Output each entry verbatim.
╭──
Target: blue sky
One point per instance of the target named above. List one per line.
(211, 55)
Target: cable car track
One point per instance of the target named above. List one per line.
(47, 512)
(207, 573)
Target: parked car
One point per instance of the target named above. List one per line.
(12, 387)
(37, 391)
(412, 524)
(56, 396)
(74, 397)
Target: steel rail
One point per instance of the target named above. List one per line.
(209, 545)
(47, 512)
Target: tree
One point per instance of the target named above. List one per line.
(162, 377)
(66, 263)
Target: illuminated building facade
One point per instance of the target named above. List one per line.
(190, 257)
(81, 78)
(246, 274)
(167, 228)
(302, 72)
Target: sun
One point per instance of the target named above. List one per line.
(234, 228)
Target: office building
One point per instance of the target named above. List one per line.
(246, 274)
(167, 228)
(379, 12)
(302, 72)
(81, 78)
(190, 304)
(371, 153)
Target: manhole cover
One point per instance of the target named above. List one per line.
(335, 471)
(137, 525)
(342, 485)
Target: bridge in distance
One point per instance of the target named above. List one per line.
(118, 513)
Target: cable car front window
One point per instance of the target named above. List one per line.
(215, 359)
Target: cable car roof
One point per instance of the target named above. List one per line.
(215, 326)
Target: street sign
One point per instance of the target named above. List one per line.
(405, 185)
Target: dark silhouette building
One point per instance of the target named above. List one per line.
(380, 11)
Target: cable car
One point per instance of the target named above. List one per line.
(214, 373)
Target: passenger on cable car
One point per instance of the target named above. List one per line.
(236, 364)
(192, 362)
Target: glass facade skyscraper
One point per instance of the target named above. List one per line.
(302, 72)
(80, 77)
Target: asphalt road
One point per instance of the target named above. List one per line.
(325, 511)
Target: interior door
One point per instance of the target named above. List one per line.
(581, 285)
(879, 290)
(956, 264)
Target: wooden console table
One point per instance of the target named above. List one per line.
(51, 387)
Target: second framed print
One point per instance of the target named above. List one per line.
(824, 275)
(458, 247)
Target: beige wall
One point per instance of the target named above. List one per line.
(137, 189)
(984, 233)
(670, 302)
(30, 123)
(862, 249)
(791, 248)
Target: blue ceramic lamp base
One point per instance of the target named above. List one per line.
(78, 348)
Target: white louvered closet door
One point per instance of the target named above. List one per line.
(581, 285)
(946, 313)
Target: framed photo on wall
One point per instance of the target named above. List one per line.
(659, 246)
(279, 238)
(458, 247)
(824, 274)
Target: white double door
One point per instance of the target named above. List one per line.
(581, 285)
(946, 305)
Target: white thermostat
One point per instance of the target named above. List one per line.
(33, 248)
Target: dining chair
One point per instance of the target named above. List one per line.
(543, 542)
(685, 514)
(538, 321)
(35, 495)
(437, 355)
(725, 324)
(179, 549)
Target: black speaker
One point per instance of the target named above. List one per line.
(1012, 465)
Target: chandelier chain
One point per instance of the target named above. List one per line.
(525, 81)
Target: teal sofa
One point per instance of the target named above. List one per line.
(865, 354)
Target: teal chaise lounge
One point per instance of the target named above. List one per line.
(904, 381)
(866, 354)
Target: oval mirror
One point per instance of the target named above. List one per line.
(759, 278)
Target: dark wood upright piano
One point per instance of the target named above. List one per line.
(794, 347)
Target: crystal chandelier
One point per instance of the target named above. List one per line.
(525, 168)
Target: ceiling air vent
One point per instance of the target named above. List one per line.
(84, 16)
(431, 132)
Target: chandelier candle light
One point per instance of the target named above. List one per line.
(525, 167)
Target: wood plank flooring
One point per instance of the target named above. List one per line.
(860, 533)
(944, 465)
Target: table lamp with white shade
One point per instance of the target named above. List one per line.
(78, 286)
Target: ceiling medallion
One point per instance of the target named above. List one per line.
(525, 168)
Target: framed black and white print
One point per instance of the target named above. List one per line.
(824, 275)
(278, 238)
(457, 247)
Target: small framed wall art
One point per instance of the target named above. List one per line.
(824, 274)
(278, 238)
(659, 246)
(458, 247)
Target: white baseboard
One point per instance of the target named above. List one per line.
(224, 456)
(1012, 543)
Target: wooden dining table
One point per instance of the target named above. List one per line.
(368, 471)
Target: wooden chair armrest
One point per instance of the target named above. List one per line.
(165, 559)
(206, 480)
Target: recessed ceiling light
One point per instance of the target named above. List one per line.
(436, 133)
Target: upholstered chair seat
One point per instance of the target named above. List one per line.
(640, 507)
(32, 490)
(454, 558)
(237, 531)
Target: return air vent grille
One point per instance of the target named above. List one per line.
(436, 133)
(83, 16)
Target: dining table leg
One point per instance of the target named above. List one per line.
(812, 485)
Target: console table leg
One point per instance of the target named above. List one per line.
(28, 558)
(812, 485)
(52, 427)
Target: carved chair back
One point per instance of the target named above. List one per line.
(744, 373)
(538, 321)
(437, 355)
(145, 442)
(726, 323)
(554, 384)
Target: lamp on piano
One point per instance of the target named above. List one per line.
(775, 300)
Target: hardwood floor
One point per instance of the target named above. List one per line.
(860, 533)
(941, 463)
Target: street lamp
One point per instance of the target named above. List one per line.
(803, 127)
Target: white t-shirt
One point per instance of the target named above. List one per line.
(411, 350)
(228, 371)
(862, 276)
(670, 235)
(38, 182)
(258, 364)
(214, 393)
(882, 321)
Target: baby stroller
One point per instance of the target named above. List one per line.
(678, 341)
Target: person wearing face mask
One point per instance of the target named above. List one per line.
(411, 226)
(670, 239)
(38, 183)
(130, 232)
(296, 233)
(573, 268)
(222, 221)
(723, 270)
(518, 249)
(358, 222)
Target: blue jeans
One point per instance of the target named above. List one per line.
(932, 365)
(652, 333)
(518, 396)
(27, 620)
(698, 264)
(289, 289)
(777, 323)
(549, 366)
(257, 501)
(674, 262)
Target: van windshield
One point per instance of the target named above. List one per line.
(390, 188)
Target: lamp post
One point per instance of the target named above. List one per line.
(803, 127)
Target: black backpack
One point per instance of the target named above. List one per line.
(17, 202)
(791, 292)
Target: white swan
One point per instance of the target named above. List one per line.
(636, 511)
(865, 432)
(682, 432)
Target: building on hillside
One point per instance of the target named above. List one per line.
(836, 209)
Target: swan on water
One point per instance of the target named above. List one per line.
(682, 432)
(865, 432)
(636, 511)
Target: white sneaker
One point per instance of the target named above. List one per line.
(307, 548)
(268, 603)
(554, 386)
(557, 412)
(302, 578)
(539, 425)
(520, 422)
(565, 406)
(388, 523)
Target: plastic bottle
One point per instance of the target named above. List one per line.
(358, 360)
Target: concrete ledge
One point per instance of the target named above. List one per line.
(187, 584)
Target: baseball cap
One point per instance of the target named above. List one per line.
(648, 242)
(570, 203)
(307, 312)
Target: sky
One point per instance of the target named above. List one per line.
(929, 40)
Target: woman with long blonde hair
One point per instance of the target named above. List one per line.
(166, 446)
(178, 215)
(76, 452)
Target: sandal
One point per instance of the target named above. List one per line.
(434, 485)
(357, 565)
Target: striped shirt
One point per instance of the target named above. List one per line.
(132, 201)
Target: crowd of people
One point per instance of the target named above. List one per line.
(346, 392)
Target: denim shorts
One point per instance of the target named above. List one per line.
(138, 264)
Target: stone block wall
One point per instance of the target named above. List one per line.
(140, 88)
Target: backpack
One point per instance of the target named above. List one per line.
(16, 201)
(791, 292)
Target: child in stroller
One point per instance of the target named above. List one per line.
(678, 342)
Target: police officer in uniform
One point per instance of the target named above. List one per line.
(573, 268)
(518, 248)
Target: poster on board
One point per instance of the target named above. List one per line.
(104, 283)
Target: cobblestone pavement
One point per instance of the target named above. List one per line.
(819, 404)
╰──
**RESPONSE AREA:**
Target: blue sky
One point per instance of the target named above. List one per line.
(211, 55)
Target: cable car track
One point per instance of the target named above. List one per line.
(47, 512)
(207, 573)
Target: parked car
One point per instance of the target named above. List one per line.
(12, 387)
(37, 391)
(412, 524)
(56, 396)
(74, 397)
Target: steel rail
One point per instance of the target named above. List one per line.
(209, 545)
(47, 512)
Target: tree
One point per instance of the target named above. List one per line.
(162, 377)
(66, 263)
Target: illuminated building facade
One point per instance of the target named above. List one per line.
(190, 257)
(81, 78)
(246, 274)
(167, 228)
(302, 72)
Target: sun
One point per instance of the target named above. List one per line.
(234, 228)
Target: office building
One point per instance of the target named above. List one per line.
(246, 274)
(167, 228)
(379, 12)
(302, 72)
(81, 78)
(190, 304)
(371, 153)
Target: manhole cover
One point per instance of the target named above. List one per line.
(335, 471)
(137, 525)
(342, 485)
Target: bridge in distance
One point per instance of the target named above. List one per line.
(118, 513)
Target: cable car front window
One point per instance of the target named above. List one per line.
(215, 359)
Target: cable car roof
One point per instance of the target named above. List one per line.
(215, 326)
Target: street sign
One point per instance of the target named above. List one per line.
(405, 185)
Target: dark silhouette building
One point per instance of the target named above. List one per line.
(380, 11)
Target: cable car
One point per instance of the target named above. List one per line.
(214, 373)
Target: passenger on cable car
One point per instance of the target named above. List one per line.
(236, 364)
(192, 362)
Target: glass facade skyscraper
One point per instance of the target named above. List one per line.
(302, 72)
(80, 77)
Target: asphalt road
One point per instance of the target named above. List one per line.
(325, 511)
Target: interior door
One point per instance of the target named above. List one per line.
(581, 285)
(879, 290)
(956, 264)
Target: wooden console table
One point per instance of the target named above. List one per line.
(51, 387)
Target: second framed print
One point per instance of the target named above. List one per line.
(824, 275)
(458, 247)
Target: beige wall
One point per instance of the target named above. List one per line.
(137, 189)
(984, 233)
(670, 302)
(30, 123)
(862, 249)
(791, 248)
Target: blue ceramic lamp base
One point per instance of the target named above. List one per line.
(78, 348)
Target: white louvered closet door
One point per instance of the target named above. List one per line.
(581, 285)
(946, 313)
Target: framed photo on wall
One point per instance of the target named above. List one per line.
(659, 246)
(279, 238)
(458, 247)
(824, 274)
Target: white double door
One point per instance of the target named above. List one per line.
(581, 285)
(946, 305)
Target: white thermostat
One point per instance of the target named above. List one per line.
(33, 248)
Target: dining chair
One point per instance of the target named above. List one per line.
(543, 542)
(685, 514)
(538, 321)
(35, 495)
(437, 355)
(725, 324)
(179, 549)
Target: black speaker
One point per instance of the target named above. List one per line.
(1012, 465)
Target: chandelier chain
One point per instance of the target named above. List one per line.
(525, 81)
Target: teal sofa
One point per instance of the target named above. List one per line.
(865, 354)
Target: teal chaise lounge
One point per instance of the target named above. List one per line.
(904, 381)
(866, 354)
Target: oval mirror
One point per instance of the target named above. List one per line.
(759, 278)
Target: dark wood upright piano
One point per instance of the target named above. List one per line.
(794, 347)
Target: crystal chandelier
One point per instance of the target named above. List one per line.
(525, 168)
Target: ceiling air vent
One point per instance of the target named above. List one per line.
(84, 16)
(431, 132)
Target: chandelier candle light
One point per instance of the target named above. List one per line.
(525, 167)
Target: wood plank flooring
One point per instance of the target named above. List one per line.
(860, 533)
(944, 465)
Target: table lamp with white shade
One point per instance of the target named above. List one per line.
(78, 286)
Target: ceiling medallion
One point per instance of the target named above. List one per line.
(525, 168)
Target: framed black and white print
One point per instance of the target named above. List one per line.
(824, 275)
(278, 238)
(457, 247)
Target: small framed wall art
One point per instance of the target named above. List one per line.
(824, 274)
(278, 238)
(659, 246)
(458, 247)
Target: white baseboard
One point per instance of the target named above. List one per line.
(224, 456)
(1012, 543)
Target: wooden dining table
One point per instance of the target named above. List one per line.
(368, 471)
Target: wooden chair armrest
One point per instance of the target named above. List one per line.
(165, 559)
(206, 480)
Target: recessed ceiling light
One point per instance of the target named above. List one per line.
(436, 133)
Target: upholstered chair seat
One point per instance of the target named above. List one per line.
(640, 507)
(32, 490)
(454, 558)
(237, 531)
Target: return air vent grille
One point per instance of the target named above. List one per line.
(436, 133)
(83, 16)
Target: dining table leg
One point per instance of the target named above. List one per line.
(812, 485)
Target: console table leg
One point per instance of the target named above. List one per line.
(28, 558)
(812, 485)
(52, 427)
Target: carved chair back
One point per instance of the target named above. List one per line.
(744, 373)
(538, 321)
(437, 355)
(145, 442)
(726, 323)
(554, 384)
Target: lamp on piano
One point per instance of the target named above. List one per line.
(775, 300)
Target: hardwood floor
One point per instance of the target named above. List one per line.
(860, 533)
(941, 463)
Target: street lamp
One point per instance of the target named above. List one per line.
(803, 127)
Target: white t-shirt
One point per instance of the target named above. List one per line.
(411, 350)
(228, 371)
(862, 276)
(670, 235)
(38, 182)
(258, 364)
(214, 393)
(882, 321)
Target: baby stroller
One point per instance of the target named above. List one per line.
(678, 341)
Target: person wearing face mask
One point per instance of the target named above. List one per line.
(411, 226)
(670, 239)
(38, 183)
(130, 232)
(296, 233)
(573, 268)
(222, 221)
(723, 270)
(518, 249)
(358, 222)
Target: blue jeans
One point per instance of the target named above. List one per line.
(932, 365)
(652, 333)
(518, 396)
(27, 620)
(698, 264)
(289, 289)
(777, 323)
(549, 366)
(257, 501)
(674, 262)
Target: van windshield
One point per instance of the target named above. List one per line.
(390, 188)
Target: lamp post
One point per instance of the target named above. List one per line.
(803, 127)
Target: black backpack
One point per instance of the target named above. List one per line.
(17, 202)
(791, 292)
Target: white swan
One point per instance of the target named above. List one per line.
(636, 511)
(865, 432)
(682, 432)
Target: building on hillside
One point per instance of the target named above. List one per line.
(836, 209)
Target: swan on water
One point per instance of the target named above. List one per line.
(682, 432)
(865, 432)
(636, 511)
Target: white sneaker
One point per instance of the target named above. List one per line.
(307, 548)
(268, 603)
(554, 386)
(557, 412)
(302, 578)
(539, 425)
(520, 422)
(565, 406)
(388, 523)
Target: plastic bottle
One point per instance of the target named above. List one per line.
(358, 360)
Target: concrete ledge
One point per instance of the target named above. List one per line.
(187, 584)
Target: baseball cap
One point per instance of the target named above. List one per line.
(648, 242)
(570, 203)
(307, 312)
Target: sky
One point per instance of the target named above. List one per line.
(929, 40)
Target: woman with long blonde hair
One point per instance of the target named above. List one per line.
(166, 446)
(178, 215)
(76, 452)
Target: sandal
One point per instance of the target named above. List one per line.
(434, 485)
(357, 565)
Target: striped shirt
One point per instance of the target named above. List one per line.
(132, 201)
Target: crowd of people
One point per instance of the target named above. List one per line.
(346, 392)
Target: denim shorts
One point per instance of the target named above. List one per line.
(138, 264)
Target: stone block wall
One point per instance of the target named above. List one per line.
(140, 88)
Target: backpack
One point per instance of the target named above. List one per line.
(16, 201)
(791, 292)
Target: child in stroller
One point per instance of the target named above. List one per line.
(678, 342)
Target: police officer in uniform
One point per instance of the target named above. List one per line.
(573, 268)
(518, 248)
Target: poster on board
One point per instance of the target named above. List one per line.
(104, 283)
Target: cobblestone pavement
One point per instance of the target named above. List one per line.
(819, 404)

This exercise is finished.